● Stated task 1
Decide whether each statement agrees with the proxycrawler usage guide, answering yes or no and quoting the deciding words exactly: (a) The first service scraped is free-proxy-list.net, and that order cannot currently be changed. (b) The validate command expects each proxy written as ip:port alone. (c) proxycrawler keeps a local SQLite database at ~/.config/proxycrawler/database.db.
● Stated task 2
Reproduce word for word the passage of the proxycrawler usage guide starting at "In this section" and ending at "one of them.".

● Text passage
>>>>

Usage

In this section we will be covering how to use proxycrawler and what are the different commands and switches does it have. Let's start off first by covering each command and it's description or purpose, as you can see in the following table we have each command with it's description:

Command	Description
`scrap`	Scrap proxies from supported services
`validate`	Validate a proxy list from a file. The proxies should be formatted like so `protocol://ip:port`
`export-db`	Export the saved proxies from the database and validate them
`version`	proxycrawler's version

As you can see, each command has it's own purpose. We will now go into how we can use each one of them.

scrap

the scrap command start the crawler that will go into the process of scraping proxies from services which are as of v0.2.0: free-proxy-list.net and Geonode.net. The first service to be scrapped is free-proxy-list.net and this cannot be changed (in the future version you will be able to choose which service to use first).

now let's see a basic usage of this command:

proxycrawler scrap

the output will be something like this:

                                                          __
    ____  _________  _  ____  ________________ __      __/ /__  _____
   / __ \/ ___/ __ \| |/_/ / / / ___/ ___/ __ `/ | /| / / / _ \/ ___/
  / /_/ / /  / /_/ />  </ /_/ / /__/ /  / /_/ /| |/ |/ / /  __/ /
 / .___/_/   \____/_/|_|\__, /\___/_/   \__,_/ |__/|__/_/\___/_/ Version 0.1.0
/_/                    /____/
                            Made by `ramsy0dev`

[02:55:31] [INFO] Using service 'free_proxy_list' with url:'https://free-proxy-list.net'                                                                proxycrawler.py:64
[02:55:31] [INFO] Scrapping free-proxy-list at url:'https://free-proxy-list.net'                                                                       freeproxylist.py:26
[02:56:36] [INFO] Found a valid proxy: {'http': 'http://20.204.212.45:3129', 'socks4': 'socks4://20.204.212.45:3129', 'socks5':                        freeproxylist.py:63
           'socks5://20.204.212.45:3129'}
[02:57:27] [INFO] Found a valid proxy: {'http': 'http://20.44.188.17:3129', 'socks4': 'socks4://20.44.188.17:3129', 'socks5':                          freeproxylist.py:63
           'socks5://20.44.188.17:3129'}
[02:58:22] [INFO] Found a valid proxy: {'http': 'http://8.219.97.248:80', 'socks4': 'socks4://8.219.97.248:80', 'socks5': 'socks5://8.219.97.248:80'}  freeproxylist.py:63
[02:59:17] [INFO] Found a valid proxy: {'http': 'http://20.219.177.73:3129', 'socks4': 'socks4://20.219.177.73:3129', 'socks5':                        freeproxylist.py:63
           'socks5://20.219.177.73:3129'}

As you can see the message saying "Found a valid proxy" shows that a valid proxy was found now these proxies will be automatically saved into the output file after scrapping of that particular service is finished, this can be disabled by using the switch --enable-save-on-run. You may notice that the ip and port of the proxy is repeated in the line here {'http': 'http://20.219.177.73:3129', 'socks4': 'socks4://20.219.177.73:3129', 'socks5': 'socks5://20.219.177.73:3129'} but that is because proxycrawler have found that it's works with multiple protocols being http, socks4 and sock5. This will vary from service into an other depending on if the service provide what protocol is supported if not then it will go through all of them trying to validate the proxy. A part from saving to an output file, proxycrawler also saves into a local SQLite database located at ~/.config/proxycrawler/database.db, this can be useful to keep track of the proxies that you previously found and you can then check if they are still valid or not using the command export-db which will export and validate them for you.

<<<<

● Raw data
>>>>

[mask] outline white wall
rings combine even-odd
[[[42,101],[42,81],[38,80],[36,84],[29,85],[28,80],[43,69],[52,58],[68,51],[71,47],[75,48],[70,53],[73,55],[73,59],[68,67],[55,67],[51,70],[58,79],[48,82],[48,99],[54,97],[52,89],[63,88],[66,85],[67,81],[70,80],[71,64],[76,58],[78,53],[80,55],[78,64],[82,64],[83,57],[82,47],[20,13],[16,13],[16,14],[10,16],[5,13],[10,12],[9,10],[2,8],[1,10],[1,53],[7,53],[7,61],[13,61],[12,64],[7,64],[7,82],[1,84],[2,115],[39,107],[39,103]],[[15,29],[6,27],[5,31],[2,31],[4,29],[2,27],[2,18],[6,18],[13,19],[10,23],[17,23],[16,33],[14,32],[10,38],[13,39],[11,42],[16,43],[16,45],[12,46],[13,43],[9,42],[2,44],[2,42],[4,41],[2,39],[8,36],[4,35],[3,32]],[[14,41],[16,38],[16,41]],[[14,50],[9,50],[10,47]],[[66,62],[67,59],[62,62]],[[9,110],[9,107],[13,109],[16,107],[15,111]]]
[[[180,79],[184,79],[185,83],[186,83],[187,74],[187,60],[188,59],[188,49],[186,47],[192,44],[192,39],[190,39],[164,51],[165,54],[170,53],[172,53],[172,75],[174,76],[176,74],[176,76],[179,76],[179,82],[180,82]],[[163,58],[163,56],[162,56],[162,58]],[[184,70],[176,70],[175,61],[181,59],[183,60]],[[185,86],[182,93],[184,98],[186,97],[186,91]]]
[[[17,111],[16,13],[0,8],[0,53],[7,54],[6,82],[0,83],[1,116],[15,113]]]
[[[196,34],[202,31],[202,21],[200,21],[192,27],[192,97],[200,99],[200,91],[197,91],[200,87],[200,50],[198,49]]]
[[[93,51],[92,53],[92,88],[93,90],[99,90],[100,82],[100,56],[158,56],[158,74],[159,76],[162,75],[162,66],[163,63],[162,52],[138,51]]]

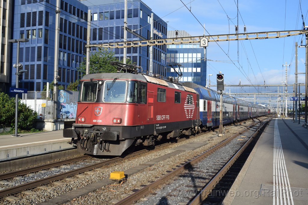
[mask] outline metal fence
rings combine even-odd
[[[58,90],[57,118],[75,119],[78,92]],[[54,119],[54,101],[48,91],[28,91],[23,93],[22,102],[38,113],[38,118]]]
[[[22,102],[38,114],[38,118],[50,119],[53,116],[53,101],[47,91],[28,91],[23,93]]]

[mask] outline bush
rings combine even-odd
[[[14,128],[15,101],[15,98],[10,97],[4,93],[0,92],[0,124],[2,127],[10,125],[12,129]],[[18,129],[30,130],[32,128],[37,116],[36,112],[18,101]]]

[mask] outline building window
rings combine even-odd
[[[105,12],[105,20],[109,20],[109,12]]]
[[[4,73],[4,62],[0,62],[0,73]]]
[[[22,30],[20,31],[20,35],[19,35],[20,38],[25,38],[25,31],[24,30]]]
[[[36,26],[36,12],[32,12],[32,26]]]
[[[124,18],[124,10],[121,10],[121,18]]]
[[[103,12],[102,12],[99,13],[99,19],[100,21],[101,21],[102,20],[104,20],[104,13]]]
[[[45,13],[45,26],[49,26],[49,12],[48,11]]]
[[[27,30],[26,31],[26,38],[30,38],[31,37],[31,30]]]
[[[6,9],[4,8],[2,10],[2,19],[4,20],[6,19]]]
[[[42,38],[43,37],[43,29],[38,29],[38,37],[39,38]]]
[[[114,11],[110,11],[110,18],[111,20],[114,19],[115,18],[115,12]]]
[[[134,9],[134,12],[133,13],[133,17],[134,18],[138,17],[138,9]]]
[[[181,93],[175,91],[174,93],[174,103],[181,103]]]
[[[166,89],[160,88],[157,88],[157,101],[166,102]]]
[[[23,28],[25,27],[25,13],[20,14],[20,28]]]
[[[1,44],[1,54],[5,55],[5,45]]]
[[[121,18],[121,11],[118,10],[116,11],[116,19],[119,19]]]
[[[131,18],[133,17],[133,10],[127,10],[127,18]]]
[[[97,13],[93,14],[93,20],[97,20]]]
[[[63,61],[66,60],[66,53],[65,52],[63,52],[63,54],[62,55],[62,59]]]
[[[36,38],[36,30],[33,29],[32,30],[32,38]]]

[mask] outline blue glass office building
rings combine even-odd
[[[105,43],[142,40],[128,32],[127,38],[124,39],[123,27],[124,22],[124,1],[120,0],[87,0],[82,1],[89,6],[92,12],[91,44]],[[153,11],[141,1],[128,1],[127,27],[144,39],[150,39],[151,13]],[[153,38],[167,37],[167,24],[153,13]],[[92,50],[97,48],[92,47]],[[148,46],[127,48],[127,57],[144,71],[149,70],[150,55],[153,58],[153,72],[163,76],[166,75],[165,45],[153,46],[150,53]],[[123,49],[109,49],[115,52],[120,60],[123,57]]]
[[[146,39],[151,36],[151,9],[140,1],[128,1],[128,27]],[[85,56],[88,9],[91,10],[91,44],[123,41],[124,0],[65,0],[60,1],[59,48],[55,48],[55,1],[18,0],[14,5],[12,39],[25,38],[21,43],[19,62],[27,71],[19,75],[19,87],[29,91],[42,90],[44,85],[53,81],[55,49],[59,53],[59,85],[64,88],[80,77],[76,68]],[[167,23],[153,14],[154,39],[166,38]],[[140,40],[128,33],[127,40]],[[13,63],[16,62],[17,44],[13,44]],[[97,48],[92,47],[92,50]],[[120,60],[123,49],[109,49]],[[166,75],[165,45],[128,48],[127,57],[144,70],[148,69],[152,55],[153,72]],[[16,69],[11,69],[11,87],[14,87]]]
[[[55,25],[55,1],[15,1],[12,39],[25,38],[21,43],[19,62],[27,71],[20,75],[19,86],[29,91],[42,90],[53,81]],[[65,88],[78,77],[76,68],[84,55],[88,7],[79,1],[60,2],[58,76]],[[16,62],[14,44],[12,62]],[[15,84],[16,69],[12,70],[11,86]]]
[[[185,31],[168,31],[168,38],[191,36]],[[206,53],[205,53],[206,55]],[[183,76],[179,79],[182,82],[192,82],[205,86],[206,85],[206,61],[204,60],[204,49],[200,47],[199,44],[181,44],[167,46],[166,57],[167,64],[178,63]],[[178,66],[173,66],[180,73]],[[177,73],[172,67],[167,66],[167,76],[176,78]]]

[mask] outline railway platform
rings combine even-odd
[[[71,138],[63,137],[63,130],[37,133],[0,136],[0,162],[71,148]]]
[[[308,204],[308,129],[273,118],[222,204]]]

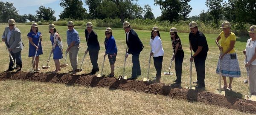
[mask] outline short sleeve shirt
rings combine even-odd
[[[221,32],[219,36],[221,37],[221,47],[222,47],[223,48],[223,52],[226,52],[226,51],[227,51],[227,49],[230,48],[231,41],[236,40],[236,35],[235,35],[235,34],[232,32],[230,32],[230,35],[227,38],[225,37],[225,34],[223,31]],[[230,54],[234,53],[235,52],[236,50],[235,49],[234,47],[233,47],[233,49],[229,52],[229,53]]]

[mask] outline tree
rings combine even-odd
[[[190,5],[189,5],[188,3],[191,0],[180,0],[181,3],[181,7],[182,9],[180,12],[180,15],[182,16],[182,19],[184,20],[186,20],[188,19],[188,17],[189,16],[189,14],[190,13],[192,10],[192,8]]]
[[[149,5],[146,4],[144,6],[144,11],[145,12],[144,14],[144,18],[154,19],[154,14],[152,12],[152,9]]]
[[[46,8],[43,6],[39,7],[38,10],[36,11],[38,18],[39,20],[44,20],[56,21],[56,17],[54,16],[54,11],[51,8]]]
[[[179,0],[154,0],[154,5],[159,5],[162,12],[161,20],[168,20],[170,23],[178,21],[182,10]]]
[[[85,4],[89,7],[89,17],[90,18],[93,18],[100,17],[101,12],[99,12],[97,8],[101,5],[102,1],[102,0],[84,0]]]
[[[6,3],[0,1],[0,22],[6,23],[10,18],[15,20],[19,18],[18,10],[13,6],[13,3],[9,2]],[[19,22],[17,20],[17,22]]]
[[[206,6],[209,8],[209,12],[213,17],[216,28],[218,26],[218,21],[221,17],[221,14],[223,12],[221,6],[222,2],[223,0],[206,0],[205,2]]]
[[[83,20],[87,15],[86,9],[83,8],[81,0],[61,0],[60,5],[64,8],[59,15],[60,19],[71,18],[75,20]]]

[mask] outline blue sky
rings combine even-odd
[[[60,12],[63,10],[63,8],[59,6],[60,0],[1,0],[3,2],[10,2],[14,3],[14,6],[17,9],[19,10],[19,14],[23,15],[24,14],[31,14],[35,15],[36,11],[38,10],[40,6],[44,6],[46,7],[50,7],[55,11],[54,16],[59,18],[58,15]],[[84,1],[84,0],[82,0]],[[227,0],[224,0],[227,1]],[[159,6],[155,6],[154,5],[154,0],[139,0],[137,3],[142,7],[146,4],[148,4],[153,10],[153,13],[155,17],[159,16],[161,15],[161,10]],[[190,16],[198,15],[203,10],[207,11],[208,8],[205,5],[205,0],[191,0],[189,3],[191,5],[192,8],[190,13]],[[84,4],[84,7],[87,9],[87,12],[89,11],[88,6]]]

<<<<

● Correct result 1
(a) Yes: "The first service to be scrapped is free-proxy-list.net and this cannot be changed"
(b) No: "The proxies should be formatted like so `protocol://ip:port`"
(c) Yes: "proxycrawler also saves into a local SQLite database located at ~/.config/proxycrawler/database.db"

● Correct result 2
In this section we will be covering how to use proxycrawler and what are the different commands and switches does it have. Let's start off first by covering each command and it's description or purpose, as you can see in the following table we have each command with it's description:

Command	Description
`scrap`	Scrap proxies from supported services
`validate`	Validate a proxy list from a file. The proxies should be formatted like so `protocol://ip:port`
`export-db`	Export the saved proxies from the database and validate them
`version`	proxycrawler's version

As you can see, each command has it's own purpose. We will now go into how we can use each one of them.